YOUR ASSIGNMENT | Which lines of the records below contain the word "horn"? Report each of them in full.

[Start of Attachment]

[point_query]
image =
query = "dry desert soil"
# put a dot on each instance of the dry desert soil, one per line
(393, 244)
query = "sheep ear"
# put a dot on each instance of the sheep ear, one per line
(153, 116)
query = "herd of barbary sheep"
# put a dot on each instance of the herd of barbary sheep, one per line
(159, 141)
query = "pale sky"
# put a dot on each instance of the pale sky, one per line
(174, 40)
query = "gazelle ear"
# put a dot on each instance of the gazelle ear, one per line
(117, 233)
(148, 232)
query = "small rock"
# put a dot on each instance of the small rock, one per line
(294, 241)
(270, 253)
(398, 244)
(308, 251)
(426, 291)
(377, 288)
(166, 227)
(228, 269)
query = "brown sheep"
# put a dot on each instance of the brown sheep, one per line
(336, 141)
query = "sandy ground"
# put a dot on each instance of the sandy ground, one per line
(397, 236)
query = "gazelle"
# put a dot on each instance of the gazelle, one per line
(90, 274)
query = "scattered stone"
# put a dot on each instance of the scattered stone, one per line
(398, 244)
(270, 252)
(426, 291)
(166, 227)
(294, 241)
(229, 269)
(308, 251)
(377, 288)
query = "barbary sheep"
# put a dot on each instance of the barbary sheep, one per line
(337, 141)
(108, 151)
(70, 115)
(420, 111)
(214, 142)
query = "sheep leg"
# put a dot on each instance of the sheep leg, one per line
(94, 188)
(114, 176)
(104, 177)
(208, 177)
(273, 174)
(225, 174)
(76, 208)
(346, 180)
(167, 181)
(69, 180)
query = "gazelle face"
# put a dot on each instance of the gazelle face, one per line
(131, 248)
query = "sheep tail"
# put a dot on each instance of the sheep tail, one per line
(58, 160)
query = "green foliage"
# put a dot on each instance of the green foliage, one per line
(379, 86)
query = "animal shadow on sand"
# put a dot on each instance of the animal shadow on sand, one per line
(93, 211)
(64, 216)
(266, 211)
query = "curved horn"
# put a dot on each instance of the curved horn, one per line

[End of Attachment]

RESPONSE FOR THIS EXERCISE |
query = "curved horn"
# put a dot on each instance of the curved horn, one per line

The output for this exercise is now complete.